=== Belge metni ===
◇ ◇ ◇ ◇

| Konu: | DÜNYA ÇOCUK İŞÇİLİĞİ İLE MÜCADELE GÜNÜ HAKKINDA |
| Yasama Yılı: | 3 |
| Birleşim: | 119 |
| Tarih: | 12.06.2013 |
MUHAMMED MURTAZA YETİŞ (Adıyaman) - Sayın Başkan, değerli arkadaşlar; tüm kadim öğretiler "Doğan her çocuk Allah'ın insanlardan umudunu kesmediğini gösterir ve çocuklar gibi saf ve masum olmadıkça cennete giremezsiniz." der. Tüm yeryüzünü kendine vatan ve tüm yaratılmışları da kendisiyle eşit gören bir anlayış, tüm şartlanmışlıklardan ve kirlenmişliklerden bizi kurtaracak. Çocukların dünyalarında ırk yoktur, sınırlar yoktur, bayraklar yoktur, zengin-fakir yoktur, statü yoktur. Onların pahalı oyuncakları da yoktur. Onlar pahalı, lüks arabaları olmadan da bir çakıl taşıyla da eğlenebilirler. Onlar bu arabalarını çoktan satmış, silahlarını çoktan gömmüş bilgelerdir.

◇ ◇ ◇ ◇

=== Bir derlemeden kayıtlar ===
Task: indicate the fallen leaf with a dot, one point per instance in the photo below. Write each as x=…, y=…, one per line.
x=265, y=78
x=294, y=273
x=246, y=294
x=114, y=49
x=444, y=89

◇ ◇ ◇ ◇

=== Verilen görev ===
Çocuk işçiliği konuşmasını kaldığı yerden alıp sürdürün. Veriler, çocuk işçiliği konuşmasından ayrı bir malzemedir.

=== Görevin yanıtı ===
Değerli arkadaşlar, büyümek, varoluşsal saflıktan ve masumiyetten uzaklaşmak ve cennetten kovulmaktır; bir yandan da saflıktan ve masumiyetten egonun tutsaklığına ve doymak bilmeyen ihtiraslarına sürgündür biraz. Rekabet ekonomisi, piyasa, faiz, ulusal çıkarlar, kutsal idoller, kapitalizm, ideolojiler bundan sonraki serüvenimizin ve cennetten kovulmuşluğumuzun da argümanları olacaktır. İşte, çocuk işçiliği, bu azgınlaşmış ruh hâlinin en yaralayıcı sonuçlarından biri olarak tüm insanlığın, tüm büyüklerin ortak günahı olmaya devam ediyor.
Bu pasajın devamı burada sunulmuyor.